# GIVEN RECORDS

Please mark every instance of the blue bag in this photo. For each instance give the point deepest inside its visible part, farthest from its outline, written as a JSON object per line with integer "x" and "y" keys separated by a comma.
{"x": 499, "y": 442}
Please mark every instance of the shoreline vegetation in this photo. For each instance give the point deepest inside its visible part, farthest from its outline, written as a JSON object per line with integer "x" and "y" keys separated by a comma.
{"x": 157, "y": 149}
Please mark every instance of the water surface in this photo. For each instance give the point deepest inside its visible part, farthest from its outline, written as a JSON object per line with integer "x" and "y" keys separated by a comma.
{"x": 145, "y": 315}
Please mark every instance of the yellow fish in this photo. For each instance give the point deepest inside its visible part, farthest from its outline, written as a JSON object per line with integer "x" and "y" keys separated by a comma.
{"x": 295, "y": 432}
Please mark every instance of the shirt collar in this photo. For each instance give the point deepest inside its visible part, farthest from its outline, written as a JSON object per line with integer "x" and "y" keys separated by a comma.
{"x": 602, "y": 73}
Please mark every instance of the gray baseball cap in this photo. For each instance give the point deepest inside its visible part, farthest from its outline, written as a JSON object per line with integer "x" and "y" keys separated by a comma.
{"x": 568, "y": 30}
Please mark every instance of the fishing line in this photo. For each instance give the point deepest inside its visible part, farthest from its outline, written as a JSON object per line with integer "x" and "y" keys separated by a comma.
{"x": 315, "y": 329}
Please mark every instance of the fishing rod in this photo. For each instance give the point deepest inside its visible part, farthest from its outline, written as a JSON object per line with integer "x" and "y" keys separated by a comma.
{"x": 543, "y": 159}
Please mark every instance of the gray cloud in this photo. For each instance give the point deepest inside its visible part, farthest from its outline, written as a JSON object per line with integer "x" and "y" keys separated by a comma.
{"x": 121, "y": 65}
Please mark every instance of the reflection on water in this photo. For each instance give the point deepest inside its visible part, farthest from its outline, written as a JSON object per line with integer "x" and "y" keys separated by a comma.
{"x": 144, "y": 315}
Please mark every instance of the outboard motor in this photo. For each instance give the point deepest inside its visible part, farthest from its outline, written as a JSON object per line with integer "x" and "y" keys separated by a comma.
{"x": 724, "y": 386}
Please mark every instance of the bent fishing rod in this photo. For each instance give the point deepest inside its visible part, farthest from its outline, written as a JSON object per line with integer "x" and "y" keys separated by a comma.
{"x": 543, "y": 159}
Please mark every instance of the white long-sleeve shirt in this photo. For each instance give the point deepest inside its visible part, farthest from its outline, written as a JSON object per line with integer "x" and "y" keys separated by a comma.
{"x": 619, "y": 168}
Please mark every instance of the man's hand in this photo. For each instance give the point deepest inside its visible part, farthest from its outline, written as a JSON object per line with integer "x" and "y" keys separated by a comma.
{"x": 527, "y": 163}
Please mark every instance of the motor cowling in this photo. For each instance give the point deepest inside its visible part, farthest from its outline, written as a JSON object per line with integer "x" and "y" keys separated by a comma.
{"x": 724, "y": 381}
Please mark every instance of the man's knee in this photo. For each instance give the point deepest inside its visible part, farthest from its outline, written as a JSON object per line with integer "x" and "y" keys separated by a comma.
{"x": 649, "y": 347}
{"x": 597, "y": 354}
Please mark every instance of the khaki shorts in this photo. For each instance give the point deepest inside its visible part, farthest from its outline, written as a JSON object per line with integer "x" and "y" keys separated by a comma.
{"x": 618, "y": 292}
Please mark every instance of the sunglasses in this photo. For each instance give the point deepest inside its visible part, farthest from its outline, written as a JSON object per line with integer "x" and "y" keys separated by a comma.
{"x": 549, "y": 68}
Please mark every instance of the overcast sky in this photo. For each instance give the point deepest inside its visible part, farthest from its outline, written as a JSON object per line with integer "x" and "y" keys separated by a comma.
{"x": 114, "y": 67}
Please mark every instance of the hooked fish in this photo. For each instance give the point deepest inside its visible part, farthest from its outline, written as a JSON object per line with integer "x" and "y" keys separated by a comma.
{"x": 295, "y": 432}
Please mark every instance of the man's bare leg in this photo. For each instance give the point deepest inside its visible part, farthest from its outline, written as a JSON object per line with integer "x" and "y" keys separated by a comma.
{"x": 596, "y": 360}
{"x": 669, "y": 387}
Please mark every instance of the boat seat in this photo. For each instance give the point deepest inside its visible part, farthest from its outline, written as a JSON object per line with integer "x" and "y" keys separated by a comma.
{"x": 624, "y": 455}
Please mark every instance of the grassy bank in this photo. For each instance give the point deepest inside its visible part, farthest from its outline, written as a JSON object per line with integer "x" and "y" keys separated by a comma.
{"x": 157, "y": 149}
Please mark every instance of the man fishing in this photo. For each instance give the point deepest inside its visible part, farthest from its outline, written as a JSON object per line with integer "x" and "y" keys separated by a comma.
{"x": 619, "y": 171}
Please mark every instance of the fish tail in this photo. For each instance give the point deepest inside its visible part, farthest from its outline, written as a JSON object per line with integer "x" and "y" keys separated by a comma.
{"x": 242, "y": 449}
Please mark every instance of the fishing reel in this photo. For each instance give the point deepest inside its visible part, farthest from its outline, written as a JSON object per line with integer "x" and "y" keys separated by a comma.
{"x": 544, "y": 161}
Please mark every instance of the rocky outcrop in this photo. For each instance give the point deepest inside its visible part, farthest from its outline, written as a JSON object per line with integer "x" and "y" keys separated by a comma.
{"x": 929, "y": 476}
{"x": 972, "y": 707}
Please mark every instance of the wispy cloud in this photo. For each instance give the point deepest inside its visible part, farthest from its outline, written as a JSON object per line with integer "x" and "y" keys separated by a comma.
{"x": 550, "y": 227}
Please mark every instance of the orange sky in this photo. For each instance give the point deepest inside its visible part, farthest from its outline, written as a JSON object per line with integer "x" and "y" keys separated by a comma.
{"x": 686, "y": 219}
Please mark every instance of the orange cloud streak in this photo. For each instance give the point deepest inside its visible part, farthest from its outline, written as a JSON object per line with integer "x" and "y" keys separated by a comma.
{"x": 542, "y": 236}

# YOUR OBJECTIVE
Convert the data above, starting with the line that contains "Please mark every instance of the orange cloud" and going on through the end of the data, into a two-column CSV with the header input,output. Each row holds one text and its answer, each in a single quoted field with any line breaks turned into spaces.

# RESPONSE FOR THIS EXERCISE
input,output
"Please mark every instance of the orange cloud streak in this photo. For each instance give the point deepest inside its visible part, farthest from its outline, written as a JSON object per line with integer ""x"" and ""y"" keys separated by a comma.","{""x"": 542, ""y"": 236}"